Document section:

Minimizing Inheritance Tax

Re: Minimizing Inheritance Tax

Postby maths on Wed Jan 18, 2012 8:14 pm

I set out below the answer I provided in Taxation magazine to a not dissimilar query:

"IHTA 1984 s5 allows liabilities of the deceased to be taken into account when computing the deceased’s estate on death. S272 requires that such liabilities are incurred for a consideration in money or money’s worth. A simple contract debt is sufficient.

In the present case the issue arises as to whether or not the transaction(s) between father and son are/were intended to be that of debtor/creditor or whether it was agreed, explicitly or implicitly, that the father was not, de facto, under any obligation to repay the monies to the son ie the transfers from son to father are simply outright gifts. The answer turns on any evidence which may be adduced to support that the nature of the transaction was intended to be that of a loan(s) and not a gift(s).

HMRC will require that it can be established that there was a written or oral agreement between the father and son at the time the debt was created and that the father intended to repay the amounts borrowed (ie the debt is legally enforceable); actual repayments will lend prima facie support to the existence of a loan between the two.

It is not satisfactory for the father to now agree that the nature of the transaction is a loan which he now agrees to repay; this is so-called “past consideration” (Dent v Bennett (1839)) even though it is not technically consideration. In this regard, HMRC state “A statement made by the deceased after the event is past consideration and the debt is not enforceable in general law and not allowable as a deduction for inheritance tax purposes”.

Dataset content:

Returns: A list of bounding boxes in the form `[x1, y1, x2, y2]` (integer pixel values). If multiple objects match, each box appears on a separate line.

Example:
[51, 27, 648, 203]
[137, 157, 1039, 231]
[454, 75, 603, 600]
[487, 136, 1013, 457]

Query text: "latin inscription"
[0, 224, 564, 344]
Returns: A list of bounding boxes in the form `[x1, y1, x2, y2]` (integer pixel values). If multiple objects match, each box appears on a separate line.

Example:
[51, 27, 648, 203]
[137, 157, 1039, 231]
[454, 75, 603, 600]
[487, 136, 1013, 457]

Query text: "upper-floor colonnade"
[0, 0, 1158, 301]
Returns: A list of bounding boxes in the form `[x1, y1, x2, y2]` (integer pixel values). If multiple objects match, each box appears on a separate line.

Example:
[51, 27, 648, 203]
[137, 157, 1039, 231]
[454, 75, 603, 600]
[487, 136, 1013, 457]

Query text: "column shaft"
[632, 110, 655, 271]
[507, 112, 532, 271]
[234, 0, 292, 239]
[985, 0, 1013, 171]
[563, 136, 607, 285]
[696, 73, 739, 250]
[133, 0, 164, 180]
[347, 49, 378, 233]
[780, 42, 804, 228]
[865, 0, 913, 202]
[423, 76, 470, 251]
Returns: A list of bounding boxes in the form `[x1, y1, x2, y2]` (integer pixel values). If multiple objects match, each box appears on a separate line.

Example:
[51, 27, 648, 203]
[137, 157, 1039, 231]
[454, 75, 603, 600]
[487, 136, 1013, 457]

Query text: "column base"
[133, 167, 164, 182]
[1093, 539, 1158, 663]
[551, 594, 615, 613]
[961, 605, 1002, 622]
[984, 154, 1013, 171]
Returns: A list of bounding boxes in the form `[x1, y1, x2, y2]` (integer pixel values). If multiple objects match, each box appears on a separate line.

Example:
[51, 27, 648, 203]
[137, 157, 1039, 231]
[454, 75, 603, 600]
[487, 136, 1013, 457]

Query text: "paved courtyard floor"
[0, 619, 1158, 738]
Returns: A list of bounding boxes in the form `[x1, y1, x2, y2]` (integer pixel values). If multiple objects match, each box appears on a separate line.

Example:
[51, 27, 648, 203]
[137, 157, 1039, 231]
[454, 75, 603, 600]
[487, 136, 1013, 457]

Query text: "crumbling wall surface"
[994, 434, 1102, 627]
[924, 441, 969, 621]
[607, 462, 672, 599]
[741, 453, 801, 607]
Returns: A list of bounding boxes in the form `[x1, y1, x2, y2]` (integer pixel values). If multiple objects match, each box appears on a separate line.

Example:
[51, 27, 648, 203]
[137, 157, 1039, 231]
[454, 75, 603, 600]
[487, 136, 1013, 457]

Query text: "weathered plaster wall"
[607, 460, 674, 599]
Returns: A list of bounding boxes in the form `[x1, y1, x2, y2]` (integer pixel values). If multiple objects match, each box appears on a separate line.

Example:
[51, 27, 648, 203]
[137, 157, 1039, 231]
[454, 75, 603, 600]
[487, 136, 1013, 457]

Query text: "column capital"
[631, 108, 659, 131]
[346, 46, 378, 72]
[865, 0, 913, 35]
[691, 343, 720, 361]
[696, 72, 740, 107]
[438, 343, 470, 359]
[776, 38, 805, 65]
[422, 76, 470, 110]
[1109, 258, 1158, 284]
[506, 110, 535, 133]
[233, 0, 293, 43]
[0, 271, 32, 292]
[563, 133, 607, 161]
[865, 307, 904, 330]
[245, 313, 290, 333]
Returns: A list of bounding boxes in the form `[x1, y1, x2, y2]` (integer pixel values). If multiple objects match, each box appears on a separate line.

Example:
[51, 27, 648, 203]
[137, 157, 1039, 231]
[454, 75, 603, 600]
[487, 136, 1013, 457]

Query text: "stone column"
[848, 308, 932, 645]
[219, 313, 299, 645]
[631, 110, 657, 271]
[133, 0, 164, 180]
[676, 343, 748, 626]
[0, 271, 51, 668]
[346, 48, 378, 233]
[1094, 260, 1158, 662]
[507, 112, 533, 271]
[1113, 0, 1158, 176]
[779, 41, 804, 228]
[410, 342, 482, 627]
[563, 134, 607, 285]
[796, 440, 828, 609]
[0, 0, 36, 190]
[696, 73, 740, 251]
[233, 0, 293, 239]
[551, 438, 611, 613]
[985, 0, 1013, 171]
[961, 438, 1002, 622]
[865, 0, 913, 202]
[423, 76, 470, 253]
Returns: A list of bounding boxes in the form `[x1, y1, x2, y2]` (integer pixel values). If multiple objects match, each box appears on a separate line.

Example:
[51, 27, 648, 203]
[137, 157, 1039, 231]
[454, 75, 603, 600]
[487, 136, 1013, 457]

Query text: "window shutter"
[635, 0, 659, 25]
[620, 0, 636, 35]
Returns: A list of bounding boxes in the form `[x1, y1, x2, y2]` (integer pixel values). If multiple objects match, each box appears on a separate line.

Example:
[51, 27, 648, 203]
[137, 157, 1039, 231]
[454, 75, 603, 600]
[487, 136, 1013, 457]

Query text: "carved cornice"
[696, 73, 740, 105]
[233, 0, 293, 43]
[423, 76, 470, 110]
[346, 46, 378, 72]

Work to do:
1. In the post on minimizing inheritance tax, which section requires that liabilities be incurred for a consideration in money or money's worth?
2. From the post on minimizing inheritance tax, return the part that opens with the words containing "HMRC will require" and closes with "between the two.".
The rows are separate material and are unrelated to the post on minimizing inheritance tax.

Outputs for the tasks:
1. Section 272 (S272) of IHTA 1984.

2.
HMRC will require that it can be established that there was a written or oral agreement between the father and son at the time the debt was created and that the father intended to repay the amounts borrowed (ie the debt is legally enforceable); actual repayments will lend prima facie support to the existence of a loan between the two.